Excerpts of location labeling data:
◇ ◇ ◇

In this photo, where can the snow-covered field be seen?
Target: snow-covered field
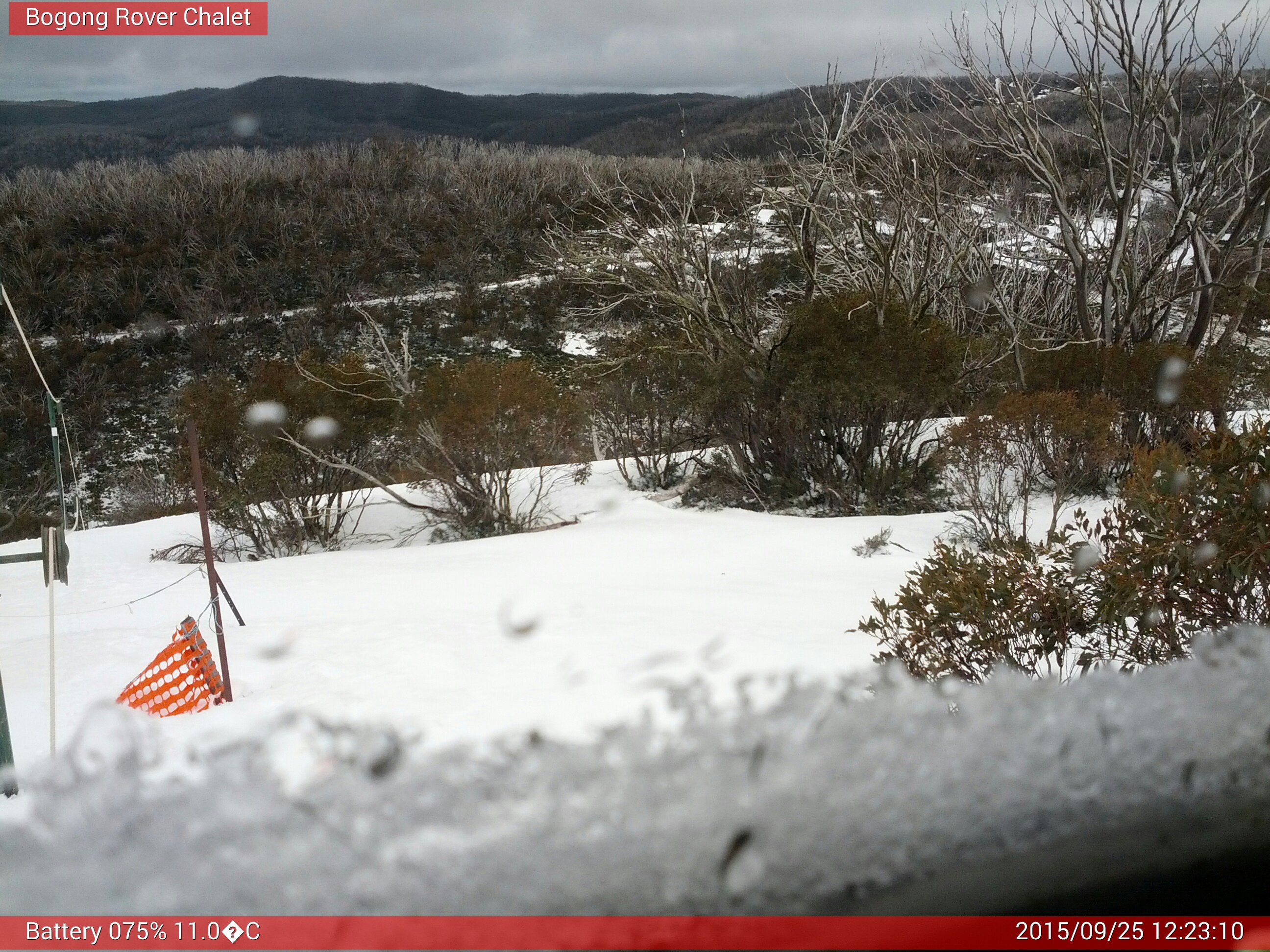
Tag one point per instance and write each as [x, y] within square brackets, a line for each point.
[561, 633]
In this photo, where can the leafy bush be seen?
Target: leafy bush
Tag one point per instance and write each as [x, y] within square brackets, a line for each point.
[1211, 386]
[840, 417]
[646, 405]
[1188, 547]
[1034, 443]
[471, 426]
[1184, 550]
[271, 498]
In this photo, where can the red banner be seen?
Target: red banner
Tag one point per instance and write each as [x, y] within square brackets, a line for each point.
[50, 18]
[629, 932]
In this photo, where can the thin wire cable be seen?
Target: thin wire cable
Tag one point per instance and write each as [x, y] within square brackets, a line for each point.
[26, 343]
[197, 571]
[70, 452]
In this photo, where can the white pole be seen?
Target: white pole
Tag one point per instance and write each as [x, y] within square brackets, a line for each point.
[52, 668]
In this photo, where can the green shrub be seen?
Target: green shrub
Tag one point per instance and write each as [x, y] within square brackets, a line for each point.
[839, 417]
[1184, 550]
[646, 405]
[471, 426]
[1029, 445]
[271, 498]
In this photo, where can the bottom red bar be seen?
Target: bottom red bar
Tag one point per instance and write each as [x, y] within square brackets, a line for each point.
[632, 932]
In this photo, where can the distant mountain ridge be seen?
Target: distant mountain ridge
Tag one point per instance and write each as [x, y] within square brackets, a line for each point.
[281, 111]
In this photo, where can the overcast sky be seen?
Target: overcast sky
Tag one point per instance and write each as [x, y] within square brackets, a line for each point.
[509, 46]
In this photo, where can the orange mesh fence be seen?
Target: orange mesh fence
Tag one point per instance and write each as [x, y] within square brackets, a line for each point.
[181, 680]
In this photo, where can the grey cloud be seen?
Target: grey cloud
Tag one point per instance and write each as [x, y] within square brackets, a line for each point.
[509, 46]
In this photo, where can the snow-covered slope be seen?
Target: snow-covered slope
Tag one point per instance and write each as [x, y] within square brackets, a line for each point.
[559, 633]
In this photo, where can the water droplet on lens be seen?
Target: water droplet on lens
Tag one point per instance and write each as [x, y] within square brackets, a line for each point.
[520, 616]
[1085, 556]
[266, 415]
[320, 429]
[1169, 381]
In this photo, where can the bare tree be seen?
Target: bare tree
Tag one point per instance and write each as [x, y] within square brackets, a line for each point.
[1170, 126]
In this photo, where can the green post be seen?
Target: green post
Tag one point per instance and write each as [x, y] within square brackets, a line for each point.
[52, 406]
[8, 785]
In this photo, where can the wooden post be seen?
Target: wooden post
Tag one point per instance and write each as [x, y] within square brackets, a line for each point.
[197, 471]
[230, 599]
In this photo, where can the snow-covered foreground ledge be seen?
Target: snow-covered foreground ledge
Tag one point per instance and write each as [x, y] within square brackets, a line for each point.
[825, 803]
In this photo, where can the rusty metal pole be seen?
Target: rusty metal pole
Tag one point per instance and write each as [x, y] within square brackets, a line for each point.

◇ ◇ ◇

Stated goal:
Reproduce nothing but the lines from the line containing "In this photo, where can the snow-covered slope" to the last line of the data, each exactly as written.

Solution for this problem:
In this photo, where can the snow-covered slope be seen?
Target: snow-covered slope
Tag one point per instance and write each as [x, y] within square brackets, a line for each point.
[559, 633]
In this photo, where can the water droplet on lens be seen?
Target: water droplet on lens
Tag one point per instance and write each as [x, y] within square brackets, a line for each point.
[520, 616]
[1085, 556]
[266, 415]
[320, 429]
[1169, 381]
In this photo, where can the bare tree be seen?
Target: bare tree
Tag one point per instance and write each as [x, y] within square brackets, a line for each point.
[1170, 126]
In this photo, where can the green post be seen?
Target: green post
Tag one point per instance and write each as [x, y] within square brackets, a line for each point.
[52, 406]
[8, 785]
In this photo, where can the wooden post be seen?
Target: wooden post
Tag one point per instance and write each as [x, y] within square brackets, a line for each point.
[197, 471]
[230, 599]
In this photo, where can the snow-covered foreground ledge be seen?
Target: snow-covered foreground ledge
Tag one point per instance and write each as [x, y] within square brackets, a line for each point.
[825, 803]
In this photo, where can the rusty metal pole be seen?
Target: rusty metal pole
Tag one point per instance and write each as [x, y] within square brackets, a line for each point.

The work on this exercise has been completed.